## [Requirements]
Please show each line of the records that contains the word "banner".

(Excerpts from a location annotation dataset)
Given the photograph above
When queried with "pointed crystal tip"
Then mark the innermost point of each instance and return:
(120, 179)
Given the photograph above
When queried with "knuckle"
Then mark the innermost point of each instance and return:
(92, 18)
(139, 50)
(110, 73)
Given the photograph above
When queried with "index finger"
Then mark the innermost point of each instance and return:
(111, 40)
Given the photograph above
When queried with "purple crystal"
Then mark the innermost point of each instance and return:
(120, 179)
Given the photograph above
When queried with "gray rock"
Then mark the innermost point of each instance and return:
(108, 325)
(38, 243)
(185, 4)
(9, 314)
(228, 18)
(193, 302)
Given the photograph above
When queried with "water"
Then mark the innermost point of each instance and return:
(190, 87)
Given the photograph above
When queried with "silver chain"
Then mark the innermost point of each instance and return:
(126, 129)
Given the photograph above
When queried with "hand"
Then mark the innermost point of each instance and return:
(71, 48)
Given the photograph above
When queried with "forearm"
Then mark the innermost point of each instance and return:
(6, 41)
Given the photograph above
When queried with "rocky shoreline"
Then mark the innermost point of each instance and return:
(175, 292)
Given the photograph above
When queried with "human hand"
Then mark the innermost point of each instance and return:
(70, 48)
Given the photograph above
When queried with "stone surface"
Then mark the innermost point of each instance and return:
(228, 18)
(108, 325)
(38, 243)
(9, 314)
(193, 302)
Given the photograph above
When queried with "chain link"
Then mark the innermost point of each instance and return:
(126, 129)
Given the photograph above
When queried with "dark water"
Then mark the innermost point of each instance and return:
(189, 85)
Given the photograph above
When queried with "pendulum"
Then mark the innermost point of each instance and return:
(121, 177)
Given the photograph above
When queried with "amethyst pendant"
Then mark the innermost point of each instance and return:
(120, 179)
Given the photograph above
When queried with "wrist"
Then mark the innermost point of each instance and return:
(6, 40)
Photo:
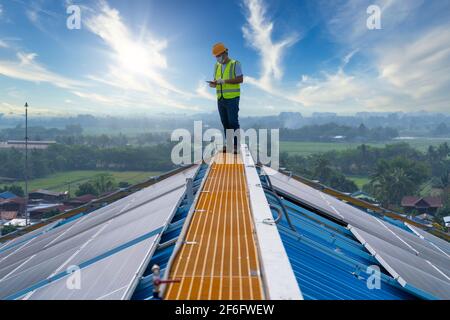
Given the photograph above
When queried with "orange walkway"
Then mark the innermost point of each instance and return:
(218, 259)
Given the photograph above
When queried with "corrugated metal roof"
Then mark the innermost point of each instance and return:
(123, 235)
(387, 237)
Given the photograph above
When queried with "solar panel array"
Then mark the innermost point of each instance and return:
(109, 245)
(410, 259)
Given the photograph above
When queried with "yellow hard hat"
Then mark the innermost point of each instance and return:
(219, 48)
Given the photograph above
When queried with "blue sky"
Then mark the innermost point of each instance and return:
(146, 57)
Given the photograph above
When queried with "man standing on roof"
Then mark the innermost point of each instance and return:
(227, 79)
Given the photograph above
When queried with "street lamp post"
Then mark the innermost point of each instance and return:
(27, 216)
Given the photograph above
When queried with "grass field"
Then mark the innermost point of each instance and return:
(308, 148)
(60, 181)
(359, 180)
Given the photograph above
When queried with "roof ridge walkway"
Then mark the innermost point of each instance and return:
(218, 258)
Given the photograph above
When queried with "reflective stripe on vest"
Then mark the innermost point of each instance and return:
(227, 90)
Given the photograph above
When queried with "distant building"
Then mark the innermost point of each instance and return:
(16, 223)
(8, 206)
(38, 212)
(427, 205)
(47, 195)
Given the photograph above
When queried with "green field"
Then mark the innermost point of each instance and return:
(308, 148)
(60, 181)
(359, 180)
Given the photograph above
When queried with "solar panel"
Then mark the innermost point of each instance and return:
(405, 267)
(436, 242)
(87, 238)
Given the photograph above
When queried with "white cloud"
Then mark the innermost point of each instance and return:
(330, 91)
(142, 57)
(26, 68)
(135, 66)
(258, 33)
(404, 69)
(420, 67)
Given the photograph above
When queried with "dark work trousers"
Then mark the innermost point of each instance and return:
(228, 111)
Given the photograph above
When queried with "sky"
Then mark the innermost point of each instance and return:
(147, 57)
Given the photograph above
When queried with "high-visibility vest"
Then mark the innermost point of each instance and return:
(227, 90)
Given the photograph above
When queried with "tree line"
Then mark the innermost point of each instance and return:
(333, 132)
(61, 157)
(394, 171)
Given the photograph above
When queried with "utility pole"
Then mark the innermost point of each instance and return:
(27, 216)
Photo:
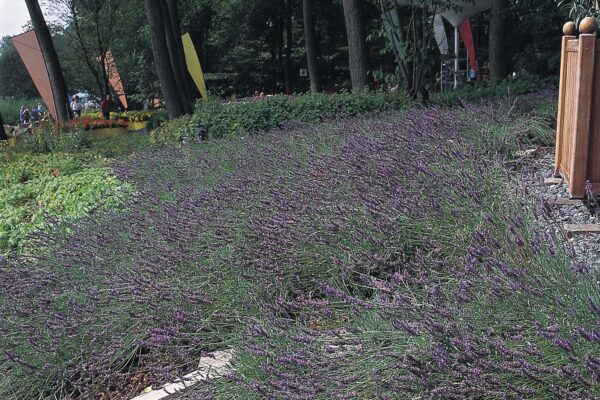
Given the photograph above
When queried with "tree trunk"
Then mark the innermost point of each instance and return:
(172, 46)
(190, 93)
(288, 47)
(160, 51)
(357, 44)
(279, 48)
(311, 46)
(498, 31)
(57, 80)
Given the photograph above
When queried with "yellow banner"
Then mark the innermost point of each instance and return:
(193, 64)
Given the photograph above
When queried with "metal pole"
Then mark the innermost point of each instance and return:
(456, 50)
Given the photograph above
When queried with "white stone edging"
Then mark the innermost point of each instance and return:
(208, 368)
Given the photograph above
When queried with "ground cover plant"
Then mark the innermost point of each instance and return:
(62, 176)
(378, 257)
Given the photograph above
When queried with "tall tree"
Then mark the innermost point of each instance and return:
(57, 80)
(164, 69)
(311, 45)
(173, 43)
(357, 43)
(173, 7)
(499, 60)
(289, 42)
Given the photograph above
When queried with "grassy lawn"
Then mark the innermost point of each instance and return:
(374, 257)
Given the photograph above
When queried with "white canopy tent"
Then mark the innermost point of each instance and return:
(465, 9)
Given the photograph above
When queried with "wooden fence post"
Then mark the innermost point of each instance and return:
(583, 107)
(562, 85)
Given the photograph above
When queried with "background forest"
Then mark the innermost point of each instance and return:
(257, 45)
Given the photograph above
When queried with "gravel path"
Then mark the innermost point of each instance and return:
(585, 248)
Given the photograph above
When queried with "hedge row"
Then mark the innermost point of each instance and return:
(215, 119)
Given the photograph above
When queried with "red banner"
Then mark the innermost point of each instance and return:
(28, 47)
(467, 35)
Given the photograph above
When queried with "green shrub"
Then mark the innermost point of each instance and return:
(216, 120)
(26, 206)
(51, 139)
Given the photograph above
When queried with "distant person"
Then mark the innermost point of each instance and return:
(105, 107)
(26, 117)
(3, 135)
(76, 106)
(35, 115)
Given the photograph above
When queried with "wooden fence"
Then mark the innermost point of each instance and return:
(578, 119)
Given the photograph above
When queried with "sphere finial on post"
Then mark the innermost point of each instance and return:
(569, 29)
(588, 25)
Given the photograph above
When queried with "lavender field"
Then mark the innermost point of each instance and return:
(382, 257)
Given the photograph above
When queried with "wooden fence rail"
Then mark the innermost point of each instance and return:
(578, 119)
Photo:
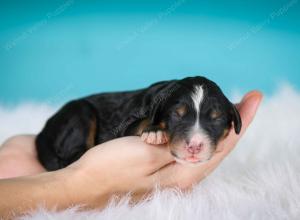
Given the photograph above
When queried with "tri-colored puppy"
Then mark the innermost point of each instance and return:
(190, 115)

## [Solution to this task]
When queried with "yellow banner"
When queried with "red banner"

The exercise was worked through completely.